The atomic missile with the explosive power of 1.5 kilotons of TNT detonated precisely above the heads of the five United States Air Force scientists. At first the men felt only the heat from the explosion. But then the blast wave forced them to their knees.
George Yoshitake's camera was clicking the entire time.
At 7 a.m. on July 19, 1957, the cameraman was standing with a small group of nuclear scientists on the Yucca Flat test site in the state of Nevada. A fighter jet had fired the missile at an altitude of five kilometers (3.1 miles), which was considered a safe distance from the ground. "I was busy behind the cameras," Yoshitake recalls. "Then I could see the flash go off out of the corner of my eye." He looked up. "There was this huge, doughnut-shaped cloud up in the sky where the blast when off."
The only thing protecting him from the bomb's fallout was his baseball cap.
Yoshitake is one of the few people who have stood directly underneath an exploding atom bomb and survived. The American was one of about 40 photographers and cameramen in the 1352nd Photographic Group of the US Air Force. Their mission was top secret. Today Yoshitake, now 82, can finally talk openly about his experiences.
The special unit's job was as fascinating as it was dangerous. To film and photograph the American nuclear tests in the Nevada desert and in the South Pacific, the foolhardy men had to place themselves within only a few kilometers of the centers of the explosions.

▸ Work task A
Decide whether each statement agrees with the nuclear test account, answering yes or no and quoting the deciding words: (i) The missile was fired by a fighter jet at an altitude of five kilometers. (ii) Yoshitake is now 90 years old. (iii) The 1352nd Photographic Group included about 40 photographers and cameramen.
▸ Work task B
Proceed with the nuclear test account, picking up after its final sentence.
The material that comes after this text is not needed for any of the work here.

▸ Information given
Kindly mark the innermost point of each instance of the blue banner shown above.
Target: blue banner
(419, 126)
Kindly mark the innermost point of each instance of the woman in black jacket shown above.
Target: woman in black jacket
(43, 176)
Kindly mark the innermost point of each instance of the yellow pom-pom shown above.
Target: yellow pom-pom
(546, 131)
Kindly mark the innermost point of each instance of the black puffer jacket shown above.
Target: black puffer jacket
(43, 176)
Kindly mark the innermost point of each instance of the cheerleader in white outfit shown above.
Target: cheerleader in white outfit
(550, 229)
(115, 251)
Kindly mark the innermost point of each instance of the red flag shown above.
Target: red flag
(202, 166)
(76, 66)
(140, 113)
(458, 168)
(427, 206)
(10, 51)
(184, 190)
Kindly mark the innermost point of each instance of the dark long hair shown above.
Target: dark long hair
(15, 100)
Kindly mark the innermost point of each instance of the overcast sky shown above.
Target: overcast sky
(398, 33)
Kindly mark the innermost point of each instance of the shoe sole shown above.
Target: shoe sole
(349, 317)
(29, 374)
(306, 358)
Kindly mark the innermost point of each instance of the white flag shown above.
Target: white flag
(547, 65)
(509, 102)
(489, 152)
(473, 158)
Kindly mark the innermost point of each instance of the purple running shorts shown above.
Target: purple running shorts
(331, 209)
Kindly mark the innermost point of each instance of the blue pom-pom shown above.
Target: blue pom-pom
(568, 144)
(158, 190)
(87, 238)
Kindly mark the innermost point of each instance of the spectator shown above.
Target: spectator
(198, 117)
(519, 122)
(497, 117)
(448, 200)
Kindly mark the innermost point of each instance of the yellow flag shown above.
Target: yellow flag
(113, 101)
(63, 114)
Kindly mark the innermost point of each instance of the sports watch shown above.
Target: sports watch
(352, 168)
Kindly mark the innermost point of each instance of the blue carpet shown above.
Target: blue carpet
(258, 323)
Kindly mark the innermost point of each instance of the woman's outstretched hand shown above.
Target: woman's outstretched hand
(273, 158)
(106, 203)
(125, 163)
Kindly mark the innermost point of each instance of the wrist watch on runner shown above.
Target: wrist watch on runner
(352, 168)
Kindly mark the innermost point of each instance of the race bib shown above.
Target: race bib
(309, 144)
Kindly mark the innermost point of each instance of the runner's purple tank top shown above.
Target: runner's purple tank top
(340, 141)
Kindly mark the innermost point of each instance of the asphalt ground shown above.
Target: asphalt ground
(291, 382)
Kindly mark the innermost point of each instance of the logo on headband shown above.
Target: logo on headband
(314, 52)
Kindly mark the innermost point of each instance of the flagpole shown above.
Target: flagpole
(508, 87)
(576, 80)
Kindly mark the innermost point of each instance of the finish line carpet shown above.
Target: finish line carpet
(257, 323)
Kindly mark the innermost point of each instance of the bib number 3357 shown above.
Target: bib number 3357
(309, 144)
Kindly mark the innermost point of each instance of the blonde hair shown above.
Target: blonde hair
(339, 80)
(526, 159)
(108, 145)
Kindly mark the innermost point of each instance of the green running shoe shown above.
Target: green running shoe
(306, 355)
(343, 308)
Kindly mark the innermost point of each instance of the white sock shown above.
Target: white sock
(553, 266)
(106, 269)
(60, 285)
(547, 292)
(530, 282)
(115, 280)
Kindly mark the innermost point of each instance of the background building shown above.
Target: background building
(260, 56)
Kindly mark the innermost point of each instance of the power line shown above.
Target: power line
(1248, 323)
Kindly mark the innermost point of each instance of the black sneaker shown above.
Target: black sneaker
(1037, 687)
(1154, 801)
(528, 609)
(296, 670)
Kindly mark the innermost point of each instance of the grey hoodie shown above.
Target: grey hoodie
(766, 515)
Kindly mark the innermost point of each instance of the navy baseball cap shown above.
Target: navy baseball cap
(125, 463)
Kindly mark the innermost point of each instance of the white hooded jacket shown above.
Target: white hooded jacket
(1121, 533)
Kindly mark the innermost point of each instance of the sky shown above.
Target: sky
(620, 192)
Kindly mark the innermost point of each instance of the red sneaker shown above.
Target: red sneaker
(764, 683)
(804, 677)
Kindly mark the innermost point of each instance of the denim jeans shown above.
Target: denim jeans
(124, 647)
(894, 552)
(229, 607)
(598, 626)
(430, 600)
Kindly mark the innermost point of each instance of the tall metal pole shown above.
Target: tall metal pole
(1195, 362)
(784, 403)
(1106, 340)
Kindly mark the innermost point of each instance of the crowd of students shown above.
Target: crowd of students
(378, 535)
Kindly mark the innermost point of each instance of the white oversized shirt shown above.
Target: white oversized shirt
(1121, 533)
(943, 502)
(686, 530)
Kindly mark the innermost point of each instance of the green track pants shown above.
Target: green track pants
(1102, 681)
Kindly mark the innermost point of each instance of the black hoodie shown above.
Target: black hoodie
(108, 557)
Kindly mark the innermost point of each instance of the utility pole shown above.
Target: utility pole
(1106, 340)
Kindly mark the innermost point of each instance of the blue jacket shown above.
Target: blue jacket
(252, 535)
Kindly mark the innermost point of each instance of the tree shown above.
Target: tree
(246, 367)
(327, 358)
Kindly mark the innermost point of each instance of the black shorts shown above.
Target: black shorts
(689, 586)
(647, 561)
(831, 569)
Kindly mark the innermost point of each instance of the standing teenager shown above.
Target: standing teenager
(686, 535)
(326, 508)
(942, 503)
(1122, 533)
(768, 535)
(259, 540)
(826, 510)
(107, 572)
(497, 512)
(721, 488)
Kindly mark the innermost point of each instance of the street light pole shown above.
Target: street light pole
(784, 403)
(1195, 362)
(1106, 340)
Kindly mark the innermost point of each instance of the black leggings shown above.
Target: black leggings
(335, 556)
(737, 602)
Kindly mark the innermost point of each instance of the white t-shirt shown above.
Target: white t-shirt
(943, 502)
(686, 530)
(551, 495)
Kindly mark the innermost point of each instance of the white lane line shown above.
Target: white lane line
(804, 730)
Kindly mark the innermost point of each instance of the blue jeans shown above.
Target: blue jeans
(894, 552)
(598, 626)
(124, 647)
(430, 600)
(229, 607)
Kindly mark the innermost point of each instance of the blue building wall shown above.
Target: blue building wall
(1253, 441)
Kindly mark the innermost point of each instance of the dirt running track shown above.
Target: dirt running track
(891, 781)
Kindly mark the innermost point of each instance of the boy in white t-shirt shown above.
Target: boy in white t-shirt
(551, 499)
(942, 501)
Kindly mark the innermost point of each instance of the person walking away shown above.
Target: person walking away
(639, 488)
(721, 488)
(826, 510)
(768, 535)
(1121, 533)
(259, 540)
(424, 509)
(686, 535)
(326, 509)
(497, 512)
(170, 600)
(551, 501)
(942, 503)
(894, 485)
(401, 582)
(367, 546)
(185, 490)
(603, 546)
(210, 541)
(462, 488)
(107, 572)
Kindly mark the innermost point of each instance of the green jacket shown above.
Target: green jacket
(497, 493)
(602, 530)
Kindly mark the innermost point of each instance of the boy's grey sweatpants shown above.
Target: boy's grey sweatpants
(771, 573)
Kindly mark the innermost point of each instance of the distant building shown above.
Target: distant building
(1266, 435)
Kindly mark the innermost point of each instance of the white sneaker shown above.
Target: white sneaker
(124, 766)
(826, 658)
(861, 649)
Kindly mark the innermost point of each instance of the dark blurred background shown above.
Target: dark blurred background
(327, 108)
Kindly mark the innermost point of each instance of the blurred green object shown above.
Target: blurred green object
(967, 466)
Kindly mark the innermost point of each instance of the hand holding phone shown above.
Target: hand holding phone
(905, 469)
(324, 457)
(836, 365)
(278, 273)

▸ Response A
(i) Yes: "A fighter jet had fired the missile at an altitude of five kilometers (3.1 miles)."
(ii) No: "Today Yoshitake, now 82, can finally talk openly about his experiences."
(iii) Yes: "The American was one of about 40 photographers and cameramen in the 1352nd Photographic Group of the US Air Force."

▸ Response B
Images the Public Never Saw
Between 1947 and 1969, the material was edited to make more than 6,500 motion pictures in a secret film studio in the Hollywood Hills neighborhood of Los Angeles, just a few kilometers from the bright lights of Sunset Boulevard. The studio on Wonderland Avenue was called the Lookout Mountain Air Force Station. Using special film and high-speed cameras, cameramen and photographers used the film and photographic footage to artfully produce motion pictures and still photographs.
"Those men are great guys; they documented a period of time that was both unique and hopefully will never be repeated," says US documentary filmmaker Peter Kuran, 54, who is working on the story of the "atomic filmmakers." Kuran wants to preserve the historic film material for posterity. "The photos are the icons of an era," he says.
At the height of the Cold War, the superpowers embarked on a spectacular race to develop nuclear weapons. It was accompanied by an unparalleled propaganda war that involved large numbers of tests. By the time the international Treaty banning Nuclear Weapon Tests In The Atmosphere, In Outer Space And Under Water, or Nuclear Test Ban Treaty (NTBT), was signed in 1963, the Americans alone had already detonated more than 200 atomic and hydrogen bombs in the atmosphere. The goal, from the very beginning, was to create impressive images to convince politicians to approve ever-growing military budgets.
But the public never saw most of the images. "The work these people did was so secretive that nobody even knew who they were for a long time," says Kuran. It wasn't until the mid-1990s that the first photographs and films were declassified, thanks to the documentary filmmaker's relentless efforts. Kuran traveled throughout the United States, searched through archives and urged the US Department of Energy to release the films and photographs.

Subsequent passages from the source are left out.